> ТЕКСТ ДЛЯ ЧТЕНИЯ:
_ _ _ _ _ _ _

Петербургский театральный журнал
Блог «ПТЖ» — это отдельное СМИ, живущее в режиме общероссийской театральной газеты. Когда-то один из создателей журнала Леонид Попов делал в «ПТЖ» раздел «Фигаро» (Фигаро здесь, Фигаро там). Лене Попову мы и посвящаем наш блог.
16+

ПУТЕШЕСТВИЕ ИЗ ПЕТЕРБУРГА

ЧЕХОВСКИЙ ДОМ

А. Чехов. «Дядя Ваня». Новокузнецкий театр драмы.
Режиссер Сойжин Жамбалова, художник Натали-Кейт Пангилинан

Если русская литературная традиция имеет право на «пушкинский дом», то театральная — точно имеет право на «чеховский». В своем новом спектакле Сойжин Жамбалова пытается склеить этот образ, не только объединяя на сцене героев разных чеховских пьес, но и собирая в связку разномастные ключи к их пониманию. Образ дома присутствует на сцене буквально: он давно дал трещину, накренился и наполовину ушел под землю, подобно многим особнякам прошлых столетий. В спектакле он превращается в таинственный знак, наполняется красотой застывшего времени, мрачным, почти кладбищенским романтизмом. В его окнах мелькают осязаемые тени чеховских героев.

_ _ _ _ _ _ _

> ПОСТАВЛЕННЫЕ ЗАДАНИЯ:
[1] Кто художник спектакля «Дядя Ваня» Новокузнецкого театра драмы, о котором говорится в рецензии?
[2] Выведите без изменений отрывок рецензии: начните с места, где стоят слова «Петербургский театральный журнал», и остановитесь после слов «мы и посвящаем наш блог.».

> МАТЕРИАЛ:
_ _ _ _ _ _ _

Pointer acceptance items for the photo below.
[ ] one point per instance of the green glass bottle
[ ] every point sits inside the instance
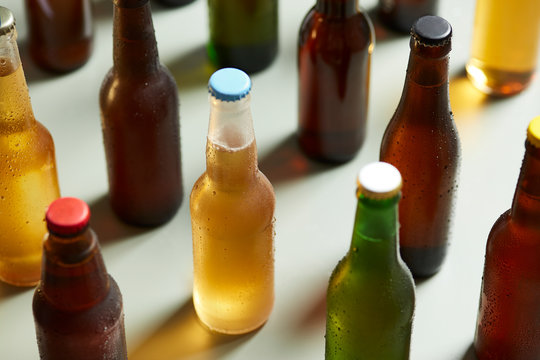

_ _ _ _ _ _ _

> ОТВЕТЫ ПО ПОРЯДКУ:
[1] Натали-Кейт Пангилинан.

[2]
Петербургский театральный журнал
Блог «ПТЖ» — это отдельное СМИ, живущее в режиме общероссийской театральной газеты. Когда-то один из создателей журнала Леонид Попов делал в «ПТЖ» раздел «Фигаро» (Фигаро здесь, Фигаро там). Лене Попову мы и посвящаем наш блог.